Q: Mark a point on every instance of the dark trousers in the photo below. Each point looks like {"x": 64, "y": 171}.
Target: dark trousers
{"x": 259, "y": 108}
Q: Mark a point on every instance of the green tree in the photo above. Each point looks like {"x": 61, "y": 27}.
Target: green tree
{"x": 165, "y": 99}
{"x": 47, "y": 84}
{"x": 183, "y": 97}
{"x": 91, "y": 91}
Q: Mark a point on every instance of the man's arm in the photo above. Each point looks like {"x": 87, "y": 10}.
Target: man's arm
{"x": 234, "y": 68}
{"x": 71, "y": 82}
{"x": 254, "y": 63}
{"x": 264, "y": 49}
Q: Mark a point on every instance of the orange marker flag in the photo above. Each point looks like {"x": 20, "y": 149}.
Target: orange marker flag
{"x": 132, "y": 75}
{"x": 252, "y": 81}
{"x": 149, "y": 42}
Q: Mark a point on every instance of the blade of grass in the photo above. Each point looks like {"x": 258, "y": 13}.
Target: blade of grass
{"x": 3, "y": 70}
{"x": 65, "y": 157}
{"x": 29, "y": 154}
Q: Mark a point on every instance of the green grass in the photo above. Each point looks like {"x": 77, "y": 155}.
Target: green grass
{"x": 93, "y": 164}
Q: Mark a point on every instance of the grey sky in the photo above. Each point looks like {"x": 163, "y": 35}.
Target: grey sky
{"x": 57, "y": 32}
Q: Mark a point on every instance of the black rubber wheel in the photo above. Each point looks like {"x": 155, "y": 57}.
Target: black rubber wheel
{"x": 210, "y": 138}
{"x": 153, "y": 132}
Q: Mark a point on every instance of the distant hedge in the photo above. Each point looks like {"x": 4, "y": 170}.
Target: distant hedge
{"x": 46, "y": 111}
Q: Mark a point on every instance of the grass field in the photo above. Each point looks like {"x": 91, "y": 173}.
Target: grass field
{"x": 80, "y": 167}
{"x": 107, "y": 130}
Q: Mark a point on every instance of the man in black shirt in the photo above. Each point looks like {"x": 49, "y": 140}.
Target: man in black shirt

Directions –
Begin at the line that contains "Q: Mark a point on every instance of the distant" and stop after the last line of the records above. Rewrite every line in that range, adding 31 to each x and y coordinate of the marked points and leaving all other lines and numbers unchanged.

Response –
Q: Mark a point on every instance of the distant hedge in the photo above. Each point looks like {"x": 4, "y": 170}.
Target: distant hedge
{"x": 77, "y": 142}
Q: Mark a point on every instance of the grass field in the photo above. Each point looks like {"x": 91, "y": 173}.
Target: grass field
{"x": 111, "y": 198}
{"x": 138, "y": 161}
Q: Mark a point on every instance of the man in black shirt in the photo above. Each point looks like {"x": 49, "y": 140}.
Target: man in black shirt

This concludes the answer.